YOUR TASK - Repeat the whole listing exactly as written.

* * * * * * * * *

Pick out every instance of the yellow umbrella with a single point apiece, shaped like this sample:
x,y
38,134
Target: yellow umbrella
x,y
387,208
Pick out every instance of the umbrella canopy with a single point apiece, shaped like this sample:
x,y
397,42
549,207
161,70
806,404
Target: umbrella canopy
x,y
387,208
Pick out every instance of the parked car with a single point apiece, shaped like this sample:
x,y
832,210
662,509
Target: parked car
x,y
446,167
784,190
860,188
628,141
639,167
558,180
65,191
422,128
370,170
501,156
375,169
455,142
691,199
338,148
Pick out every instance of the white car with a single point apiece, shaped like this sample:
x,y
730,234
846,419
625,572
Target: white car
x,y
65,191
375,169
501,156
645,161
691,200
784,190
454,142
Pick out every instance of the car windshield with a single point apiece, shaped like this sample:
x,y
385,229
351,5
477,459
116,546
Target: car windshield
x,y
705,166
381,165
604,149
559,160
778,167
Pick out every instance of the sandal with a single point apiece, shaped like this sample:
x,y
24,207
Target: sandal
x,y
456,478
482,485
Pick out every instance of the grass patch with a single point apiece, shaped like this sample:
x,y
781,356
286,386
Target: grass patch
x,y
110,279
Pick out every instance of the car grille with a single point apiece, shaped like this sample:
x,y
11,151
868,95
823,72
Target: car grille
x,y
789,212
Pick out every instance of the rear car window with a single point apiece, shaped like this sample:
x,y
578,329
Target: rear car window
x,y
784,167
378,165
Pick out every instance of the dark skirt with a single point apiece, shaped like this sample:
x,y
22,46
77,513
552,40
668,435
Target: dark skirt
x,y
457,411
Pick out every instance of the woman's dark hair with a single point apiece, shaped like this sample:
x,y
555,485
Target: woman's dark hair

* * * * * * * * *

THE ANSWER -
Pick out every instance of the yellow umbrella with a single point apiece, shaped like this sample:
x,y
38,134
Target: yellow umbrella
x,y
387,208
Pick out every instance of the umbrella canopy with a single point apiece, shaped like this sample:
x,y
397,42
549,207
161,70
806,404
Target: umbrella canopy
x,y
387,208
Pick out every instance of the parked car with a single point apiece, shaped like this sample:
x,y
832,210
662,509
Target: parked car
x,y
446,167
784,190
860,188
628,141
639,167
558,180
65,191
422,128
370,170
501,156
375,169
455,142
691,199
338,148
Pick out every instance of the white car with a single point apiece, shaped like this sample:
x,y
730,234
846,419
625,572
Target: white car
x,y
65,191
375,169
501,156
645,161
691,200
784,190
454,142
Pick out every instance of the car windshield with a single point apiece, shaped like this sample:
x,y
385,229
351,5
477,459
116,546
Target: car windshield
x,y
705,166
381,165
604,149
559,160
778,167
Pick out every instance of the sandal with a single point apiece, shaped like this sample:
x,y
24,207
Target: sandal
x,y
456,478
482,485
Pick out every instance of the grass patch with a single point apiece, shaped like this sample:
x,y
781,356
286,386
Target: grass patch
x,y
110,279
Pick out every instance of the car grille with a single point apiece, shaped like this sample:
x,y
11,151
868,95
823,72
Target: car grille
x,y
789,212
Pick out every instance of the rear car window with a single point apiece, shaped like this sample:
x,y
578,329
Target: rear car window
x,y
784,167
378,165
Pick out every instance of the dark skirt with a single point apiece, shaped like this sample:
x,y
22,46
77,513
552,40
668,435
Target: dark skirt
x,y
457,411
Pick out every instance of the woman's dark hair with a single point apiece, shaped like this sample:
x,y
555,485
Target: woman's dark hair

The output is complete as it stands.